§ **Exercise task**:
Give only the number of lines in the records that contain the string "eyeglasses", counting a match only when its case is the same.
* * *
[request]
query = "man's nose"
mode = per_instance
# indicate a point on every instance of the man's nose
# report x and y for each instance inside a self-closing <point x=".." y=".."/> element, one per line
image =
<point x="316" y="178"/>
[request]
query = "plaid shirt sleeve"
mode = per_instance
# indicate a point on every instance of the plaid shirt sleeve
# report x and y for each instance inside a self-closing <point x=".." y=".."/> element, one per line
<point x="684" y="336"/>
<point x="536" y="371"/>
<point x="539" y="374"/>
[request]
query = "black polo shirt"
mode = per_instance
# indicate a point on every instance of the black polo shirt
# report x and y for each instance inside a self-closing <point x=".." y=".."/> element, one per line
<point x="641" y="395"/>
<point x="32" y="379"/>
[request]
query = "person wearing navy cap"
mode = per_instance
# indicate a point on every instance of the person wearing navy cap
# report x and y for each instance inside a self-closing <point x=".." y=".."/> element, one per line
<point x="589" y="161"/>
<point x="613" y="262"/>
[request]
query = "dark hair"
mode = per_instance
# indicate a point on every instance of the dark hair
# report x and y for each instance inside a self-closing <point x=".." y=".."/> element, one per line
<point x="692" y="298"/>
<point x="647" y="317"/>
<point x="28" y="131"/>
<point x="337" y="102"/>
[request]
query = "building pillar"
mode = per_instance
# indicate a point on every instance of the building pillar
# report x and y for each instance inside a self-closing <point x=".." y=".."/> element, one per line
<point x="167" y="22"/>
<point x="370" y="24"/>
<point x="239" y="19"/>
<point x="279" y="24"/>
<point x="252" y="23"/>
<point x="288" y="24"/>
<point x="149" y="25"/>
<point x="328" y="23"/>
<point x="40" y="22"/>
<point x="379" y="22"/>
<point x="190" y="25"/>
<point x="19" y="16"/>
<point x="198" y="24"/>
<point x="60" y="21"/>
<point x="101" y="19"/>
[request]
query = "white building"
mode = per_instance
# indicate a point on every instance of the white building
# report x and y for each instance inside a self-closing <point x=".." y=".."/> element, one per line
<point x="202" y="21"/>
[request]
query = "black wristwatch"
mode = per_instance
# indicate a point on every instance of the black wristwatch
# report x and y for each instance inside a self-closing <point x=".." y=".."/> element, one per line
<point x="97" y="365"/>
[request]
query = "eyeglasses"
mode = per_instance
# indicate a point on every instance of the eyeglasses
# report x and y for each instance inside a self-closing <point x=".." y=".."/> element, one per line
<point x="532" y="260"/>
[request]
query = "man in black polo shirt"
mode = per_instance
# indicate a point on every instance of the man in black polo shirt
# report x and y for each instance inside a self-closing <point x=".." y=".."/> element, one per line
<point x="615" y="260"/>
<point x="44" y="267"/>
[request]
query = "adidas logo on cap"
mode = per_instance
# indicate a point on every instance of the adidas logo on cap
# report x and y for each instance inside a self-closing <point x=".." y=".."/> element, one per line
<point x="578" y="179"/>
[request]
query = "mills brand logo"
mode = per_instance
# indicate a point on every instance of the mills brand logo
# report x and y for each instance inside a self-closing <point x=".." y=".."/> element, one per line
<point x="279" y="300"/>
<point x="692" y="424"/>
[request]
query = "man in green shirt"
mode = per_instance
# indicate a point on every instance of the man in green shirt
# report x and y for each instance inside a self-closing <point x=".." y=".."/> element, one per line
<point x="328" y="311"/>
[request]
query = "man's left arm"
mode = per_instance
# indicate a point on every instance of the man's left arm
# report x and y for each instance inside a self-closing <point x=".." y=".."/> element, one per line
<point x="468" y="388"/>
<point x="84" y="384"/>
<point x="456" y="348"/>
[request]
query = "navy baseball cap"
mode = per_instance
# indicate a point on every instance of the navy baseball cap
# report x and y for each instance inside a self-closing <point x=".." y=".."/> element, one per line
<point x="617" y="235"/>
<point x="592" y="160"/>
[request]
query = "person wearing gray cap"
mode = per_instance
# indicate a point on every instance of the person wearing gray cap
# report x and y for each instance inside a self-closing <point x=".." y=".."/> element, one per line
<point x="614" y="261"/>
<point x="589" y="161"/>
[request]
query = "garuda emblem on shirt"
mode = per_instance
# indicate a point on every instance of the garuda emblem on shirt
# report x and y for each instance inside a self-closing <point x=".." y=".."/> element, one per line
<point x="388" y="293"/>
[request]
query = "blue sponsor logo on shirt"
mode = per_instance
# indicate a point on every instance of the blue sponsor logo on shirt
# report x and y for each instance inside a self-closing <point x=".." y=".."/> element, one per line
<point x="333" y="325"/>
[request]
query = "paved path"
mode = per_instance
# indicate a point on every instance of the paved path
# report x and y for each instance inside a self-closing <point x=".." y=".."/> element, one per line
* * *
§ **Answer for this exercise**:
2